§ **INSTRUCTIONS TO FOLLOW**: Exactly and only the lines from the one with "[pin] thin green" through the end of the listing are to be transcribed, both ends included.

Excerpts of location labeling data
┌──

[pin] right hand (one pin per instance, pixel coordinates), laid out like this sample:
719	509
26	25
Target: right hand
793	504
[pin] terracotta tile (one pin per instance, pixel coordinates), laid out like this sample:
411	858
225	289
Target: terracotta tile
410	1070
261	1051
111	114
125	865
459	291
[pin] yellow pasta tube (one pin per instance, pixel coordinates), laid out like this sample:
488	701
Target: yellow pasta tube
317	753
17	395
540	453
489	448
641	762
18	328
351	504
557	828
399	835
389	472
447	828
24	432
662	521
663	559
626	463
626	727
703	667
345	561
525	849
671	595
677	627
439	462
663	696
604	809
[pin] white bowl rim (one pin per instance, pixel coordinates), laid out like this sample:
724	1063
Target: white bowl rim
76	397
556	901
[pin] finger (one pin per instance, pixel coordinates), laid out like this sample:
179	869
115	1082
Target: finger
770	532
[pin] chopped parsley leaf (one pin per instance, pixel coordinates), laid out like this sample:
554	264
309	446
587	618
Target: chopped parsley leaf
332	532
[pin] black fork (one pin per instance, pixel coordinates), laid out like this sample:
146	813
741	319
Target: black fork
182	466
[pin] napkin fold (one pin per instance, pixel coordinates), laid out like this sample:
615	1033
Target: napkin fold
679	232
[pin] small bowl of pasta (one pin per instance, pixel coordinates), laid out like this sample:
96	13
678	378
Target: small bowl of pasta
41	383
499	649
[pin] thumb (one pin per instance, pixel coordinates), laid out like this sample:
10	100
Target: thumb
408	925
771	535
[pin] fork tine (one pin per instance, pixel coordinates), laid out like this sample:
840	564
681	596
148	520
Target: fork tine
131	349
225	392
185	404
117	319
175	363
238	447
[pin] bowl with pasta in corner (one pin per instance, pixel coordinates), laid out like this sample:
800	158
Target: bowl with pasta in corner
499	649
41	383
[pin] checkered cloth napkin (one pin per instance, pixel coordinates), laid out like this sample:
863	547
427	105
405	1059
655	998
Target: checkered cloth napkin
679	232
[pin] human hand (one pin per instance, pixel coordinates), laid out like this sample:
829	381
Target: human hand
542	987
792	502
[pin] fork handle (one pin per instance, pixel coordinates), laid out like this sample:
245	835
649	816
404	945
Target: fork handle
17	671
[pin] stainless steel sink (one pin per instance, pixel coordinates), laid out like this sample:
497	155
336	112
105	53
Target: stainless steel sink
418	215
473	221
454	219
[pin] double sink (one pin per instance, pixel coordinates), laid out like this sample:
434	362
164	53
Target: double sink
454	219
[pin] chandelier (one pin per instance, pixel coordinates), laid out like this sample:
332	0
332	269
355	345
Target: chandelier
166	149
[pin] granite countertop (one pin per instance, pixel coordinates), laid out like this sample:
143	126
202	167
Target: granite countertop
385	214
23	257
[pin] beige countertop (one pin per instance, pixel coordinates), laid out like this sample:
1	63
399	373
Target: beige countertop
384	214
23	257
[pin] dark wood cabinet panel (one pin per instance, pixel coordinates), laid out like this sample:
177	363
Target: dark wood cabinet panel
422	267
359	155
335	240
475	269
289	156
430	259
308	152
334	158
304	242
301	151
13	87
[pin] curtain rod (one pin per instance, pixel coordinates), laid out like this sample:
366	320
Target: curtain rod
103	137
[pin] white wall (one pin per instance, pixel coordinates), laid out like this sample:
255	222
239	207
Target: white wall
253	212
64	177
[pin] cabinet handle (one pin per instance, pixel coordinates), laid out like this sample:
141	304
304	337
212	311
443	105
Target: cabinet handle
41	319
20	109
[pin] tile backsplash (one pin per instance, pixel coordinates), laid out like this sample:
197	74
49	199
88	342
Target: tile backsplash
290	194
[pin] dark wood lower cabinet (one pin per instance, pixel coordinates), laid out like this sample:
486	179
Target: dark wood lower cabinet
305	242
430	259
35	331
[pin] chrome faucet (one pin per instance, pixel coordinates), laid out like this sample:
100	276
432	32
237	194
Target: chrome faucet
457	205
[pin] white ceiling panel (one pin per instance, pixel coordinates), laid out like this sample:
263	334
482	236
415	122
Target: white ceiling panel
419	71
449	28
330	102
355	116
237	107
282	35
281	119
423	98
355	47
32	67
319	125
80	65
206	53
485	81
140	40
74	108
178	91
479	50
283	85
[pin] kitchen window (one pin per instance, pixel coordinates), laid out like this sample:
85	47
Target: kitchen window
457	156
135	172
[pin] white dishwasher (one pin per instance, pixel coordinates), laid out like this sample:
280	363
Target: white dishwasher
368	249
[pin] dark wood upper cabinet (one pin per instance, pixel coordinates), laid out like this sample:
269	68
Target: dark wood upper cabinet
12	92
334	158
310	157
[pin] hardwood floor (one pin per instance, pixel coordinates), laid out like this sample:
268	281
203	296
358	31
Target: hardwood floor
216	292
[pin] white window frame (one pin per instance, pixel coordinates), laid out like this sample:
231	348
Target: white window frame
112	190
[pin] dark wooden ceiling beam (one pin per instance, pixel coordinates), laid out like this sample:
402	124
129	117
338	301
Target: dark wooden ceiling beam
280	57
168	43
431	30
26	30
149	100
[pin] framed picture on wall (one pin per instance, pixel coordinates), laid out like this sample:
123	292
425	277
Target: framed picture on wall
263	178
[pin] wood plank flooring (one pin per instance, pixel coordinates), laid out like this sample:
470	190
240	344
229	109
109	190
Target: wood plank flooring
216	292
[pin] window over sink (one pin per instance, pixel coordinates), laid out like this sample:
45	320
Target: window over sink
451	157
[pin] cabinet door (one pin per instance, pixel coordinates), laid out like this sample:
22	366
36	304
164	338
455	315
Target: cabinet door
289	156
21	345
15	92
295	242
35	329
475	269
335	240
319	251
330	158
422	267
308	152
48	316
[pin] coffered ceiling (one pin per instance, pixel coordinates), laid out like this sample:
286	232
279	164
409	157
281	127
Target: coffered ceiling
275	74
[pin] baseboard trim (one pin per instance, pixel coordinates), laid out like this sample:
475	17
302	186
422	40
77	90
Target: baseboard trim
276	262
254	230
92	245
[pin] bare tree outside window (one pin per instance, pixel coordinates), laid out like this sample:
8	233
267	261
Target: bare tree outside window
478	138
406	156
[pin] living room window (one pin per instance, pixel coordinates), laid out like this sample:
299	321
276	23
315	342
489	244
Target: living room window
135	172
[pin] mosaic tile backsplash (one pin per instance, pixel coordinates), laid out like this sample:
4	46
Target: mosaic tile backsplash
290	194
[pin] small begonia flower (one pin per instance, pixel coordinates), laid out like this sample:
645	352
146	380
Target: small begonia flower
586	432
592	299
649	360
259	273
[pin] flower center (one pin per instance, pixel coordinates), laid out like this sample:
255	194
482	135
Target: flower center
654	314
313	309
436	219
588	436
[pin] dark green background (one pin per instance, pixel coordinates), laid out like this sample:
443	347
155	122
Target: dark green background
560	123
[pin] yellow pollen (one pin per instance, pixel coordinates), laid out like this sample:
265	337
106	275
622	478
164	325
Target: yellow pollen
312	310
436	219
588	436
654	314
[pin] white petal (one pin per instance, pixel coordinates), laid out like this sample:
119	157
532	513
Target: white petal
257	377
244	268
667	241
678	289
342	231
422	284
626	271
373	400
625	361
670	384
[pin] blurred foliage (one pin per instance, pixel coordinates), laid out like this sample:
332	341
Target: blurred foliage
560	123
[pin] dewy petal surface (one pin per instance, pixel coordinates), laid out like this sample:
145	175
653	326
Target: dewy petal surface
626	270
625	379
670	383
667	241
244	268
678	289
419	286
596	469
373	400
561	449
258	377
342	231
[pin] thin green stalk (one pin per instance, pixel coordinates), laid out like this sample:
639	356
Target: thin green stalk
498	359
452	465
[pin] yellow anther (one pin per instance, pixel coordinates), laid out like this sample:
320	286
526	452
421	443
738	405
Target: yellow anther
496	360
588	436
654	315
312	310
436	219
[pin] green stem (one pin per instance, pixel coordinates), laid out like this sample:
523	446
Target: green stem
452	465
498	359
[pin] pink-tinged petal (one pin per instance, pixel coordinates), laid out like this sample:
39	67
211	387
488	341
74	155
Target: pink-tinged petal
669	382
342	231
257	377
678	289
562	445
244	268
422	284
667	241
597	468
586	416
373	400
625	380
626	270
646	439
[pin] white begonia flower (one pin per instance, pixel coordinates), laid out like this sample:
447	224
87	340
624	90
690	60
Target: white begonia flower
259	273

└──

§ **PROBLEM SOLUTION**:
[pin] thin green stalk (one pin per instance, pixel coordinates), laid out like this sample:
639	356
Target: thin green stalk
498	359
452	465
[pin] yellow anther (one pin per instance, pixel coordinates), laid out like this sample:
320	286
526	452
421	443
738	405
Target: yellow anther
496	360
588	436
654	315
312	310
436	219
[pin] green stem (one pin per instance, pixel coordinates), laid out like this sample:
523	446
Target: green stem
452	465
498	359
[pin] pink-tinged petal (one pin per instance, pixel coordinates), laid out like this sample:
39	67
211	387
488	341
74	155
Target: pink-tinged petal
669	382
342	231
257	377
678	289
562	445
244	268
422	284
667	241
597	468
586	416
373	400
625	380
626	270
646	439
[pin] white begonia flower (one pin per instance, pixel coordinates), laid out like this sample:
447	224
87	340
624	90
690	60
Target: white begonia flower
259	273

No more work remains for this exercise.